▶ WHAT IS EXPECTED:
Retype every one of the entries below with no changes at all.

++++ RECORDS PROVIDED

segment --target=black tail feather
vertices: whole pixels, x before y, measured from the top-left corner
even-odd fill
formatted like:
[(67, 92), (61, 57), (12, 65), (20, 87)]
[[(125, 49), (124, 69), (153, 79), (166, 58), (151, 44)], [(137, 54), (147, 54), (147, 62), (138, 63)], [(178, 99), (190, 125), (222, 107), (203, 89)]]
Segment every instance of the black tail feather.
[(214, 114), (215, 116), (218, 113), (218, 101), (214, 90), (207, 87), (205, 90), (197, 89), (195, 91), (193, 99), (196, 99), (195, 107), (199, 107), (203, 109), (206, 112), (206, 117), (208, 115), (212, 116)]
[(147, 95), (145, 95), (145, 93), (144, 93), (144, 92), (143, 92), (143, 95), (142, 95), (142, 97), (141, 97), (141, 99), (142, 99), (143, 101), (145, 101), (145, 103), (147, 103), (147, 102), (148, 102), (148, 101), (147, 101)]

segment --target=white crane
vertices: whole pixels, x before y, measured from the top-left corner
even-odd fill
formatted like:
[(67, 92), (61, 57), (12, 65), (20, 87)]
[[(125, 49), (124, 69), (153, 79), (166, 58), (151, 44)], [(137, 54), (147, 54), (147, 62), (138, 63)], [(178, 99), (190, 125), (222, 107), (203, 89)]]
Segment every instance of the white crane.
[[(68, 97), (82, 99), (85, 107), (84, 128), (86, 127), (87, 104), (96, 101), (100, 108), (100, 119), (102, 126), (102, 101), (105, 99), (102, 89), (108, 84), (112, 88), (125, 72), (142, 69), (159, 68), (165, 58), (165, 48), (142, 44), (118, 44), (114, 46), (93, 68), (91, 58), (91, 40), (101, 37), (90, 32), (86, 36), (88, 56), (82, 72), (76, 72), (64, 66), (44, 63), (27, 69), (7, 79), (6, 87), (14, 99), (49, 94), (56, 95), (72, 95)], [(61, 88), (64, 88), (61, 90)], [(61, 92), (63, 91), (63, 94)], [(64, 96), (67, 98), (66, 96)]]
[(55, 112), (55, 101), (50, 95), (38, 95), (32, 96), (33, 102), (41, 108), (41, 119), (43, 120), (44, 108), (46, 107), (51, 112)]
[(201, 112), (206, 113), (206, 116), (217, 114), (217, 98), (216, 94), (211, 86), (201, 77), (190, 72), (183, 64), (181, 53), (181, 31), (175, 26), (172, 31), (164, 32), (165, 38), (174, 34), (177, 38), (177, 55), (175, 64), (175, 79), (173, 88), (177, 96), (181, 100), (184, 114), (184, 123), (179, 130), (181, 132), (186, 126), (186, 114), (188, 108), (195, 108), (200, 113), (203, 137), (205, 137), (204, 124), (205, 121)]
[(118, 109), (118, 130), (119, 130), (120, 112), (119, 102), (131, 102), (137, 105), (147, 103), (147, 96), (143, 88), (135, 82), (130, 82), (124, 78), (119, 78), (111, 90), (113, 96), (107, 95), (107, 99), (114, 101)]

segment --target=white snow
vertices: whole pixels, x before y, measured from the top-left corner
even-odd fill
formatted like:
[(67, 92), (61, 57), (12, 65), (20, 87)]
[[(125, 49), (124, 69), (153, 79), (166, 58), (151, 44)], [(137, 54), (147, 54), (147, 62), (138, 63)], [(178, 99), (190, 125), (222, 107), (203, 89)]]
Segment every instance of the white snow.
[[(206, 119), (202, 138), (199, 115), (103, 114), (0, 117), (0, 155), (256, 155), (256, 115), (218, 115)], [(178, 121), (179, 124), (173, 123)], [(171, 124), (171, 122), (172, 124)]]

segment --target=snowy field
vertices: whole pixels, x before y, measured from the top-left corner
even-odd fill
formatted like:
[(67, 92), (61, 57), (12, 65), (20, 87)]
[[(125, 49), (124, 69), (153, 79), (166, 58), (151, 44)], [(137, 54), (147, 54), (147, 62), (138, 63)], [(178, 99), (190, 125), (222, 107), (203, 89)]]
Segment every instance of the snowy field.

++++++++

▶ WRITTEN SOLUTION:
segment --target=black tail feather
vertices: whole pixels, x before y, measured from the top-left corner
even-odd fill
formatted like:
[(67, 92), (61, 57), (12, 65), (20, 87)]
[[(125, 49), (124, 69), (153, 79), (166, 58), (151, 44)], [(137, 54), (147, 54), (147, 62), (138, 63)], [(178, 99), (190, 125), (222, 107), (203, 89)]]
Segment every instance of the black tail feather.
[(214, 114), (215, 116), (218, 113), (218, 101), (214, 90), (207, 87), (205, 90), (197, 89), (195, 91), (193, 99), (196, 99), (195, 107), (199, 107), (203, 109), (206, 112), (206, 117), (208, 115), (212, 116)]
[(147, 95), (145, 95), (145, 93), (144, 93), (144, 92), (143, 92), (143, 95), (142, 95), (142, 97), (141, 97), (141, 99), (142, 99), (143, 101), (145, 101), (145, 103), (147, 103), (147, 102), (148, 102), (148, 101), (147, 101)]

segment --target=white crane
vertices: whole pixels, x before y, measured from the top-left corner
even-odd fill
formatted like:
[(67, 92), (61, 57), (12, 65), (20, 87)]
[[(125, 49), (124, 69), (153, 79), (166, 58), (151, 44)], [(137, 54), (147, 54), (147, 62), (138, 63)], [(178, 99), (190, 125), (222, 107), (203, 89)]]
Segment every instance of the white crane.
[[(68, 97), (82, 99), (85, 107), (84, 128), (86, 127), (87, 104), (96, 101), (100, 108), (100, 119), (102, 126), (102, 101), (105, 99), (102, 89), (108, 84), (112, 88), (125, 72), (142, 69), (159, 68), (165, 58), (165, 48), (142, 44), (118, 44), (114, 46), (93, 68), (91, 58), (91, 40), (101, 37), (90, 32), (86, 36), (88, 56), (82, 72), (76, 72), (64, 66), (44, 63), (27, 69), (7, 79), (6, 87), (14, 99), (49, 94), (56, 95), (72, 95)], [(61, 88), (64, 88), (61, 90)], [(61, 92), (63, 91), (63, 94)], [(64, 96), (67, 98), (66, 96)]]
[(55, 112), (55, 101), (50, 95), (38, 95), (32, 96), (33, 102), (41, 108), (41, 119), (43, 120), (44, 108), (46, 107), (51, 112)]
[(201, 112), (206, 113), (206, 116), (217, 114), (217, 98), (216, 94), (211, 86), (201, 77), (190, 72), (183, 64), (181, 53), (181, 31), (175, 26), (172, 31), (164, 32), (165, 38), (174, 34), (177, 38), (177, 55), (175, 64), (175, 79), (173, 88), (177, 96), (181, 100), (184, 114), (184, 123), (179, 130), (181, 132), (186, 126), (186, 114), (188, 108), (195, 108), (200, 113), (203, 137), (205, 137), (204, 124), (205, 121)]
[(118, 109), (118, 130), (119, 130), (120, 112), (119, 102), (131, 102), (137, 105), (147, 103), (147, 96), (143, 88), (135, 82), (130, 82), (124, 78), (119, 78), (111, 90), (113, 96), (107, 95), (107, 99), (114, 101)]

segment --target=white snow
vertices: whole pixels, x before y, measured from the top-left corner
even-odd fill
formatted like:
[(67, 92), (61, 57), (12, 65), (20, 87)]
[[(125, 49), (124, 69), (153, 79), (166, 58), (151, 44)], [(137, 54), (147, 54), (147, 62), (138, 63)], [(178, 99), (190, 125), (222, 107), (203, 89)]]
Segment every instance of the white snow.
[[(206, 119), (202, 138), (199, 115), (103, 114), (0, 117), (0, 155), (256, 155), (256, 115), (218, 115)], [(178, 121), (179, 124), (173, 123)], [(171, 124), (171, 122), (172, 124)]]

segment --target=snowy field
vertices: whole pixels, x before y, measured from the top-left corner
even-odd fill
formatted like:
[(67, 92), (61, 57), (12, 65), (20, 87)]
[[(125, 49), (124, 69), (153, 79), (166, 58), (151, 44)], [(137, 54), (147, 54), (147, 62), (138, 63)], [(178, 99), (190, 125), (222, 107), (203, 89)]]
Segment every instance of the snowy field.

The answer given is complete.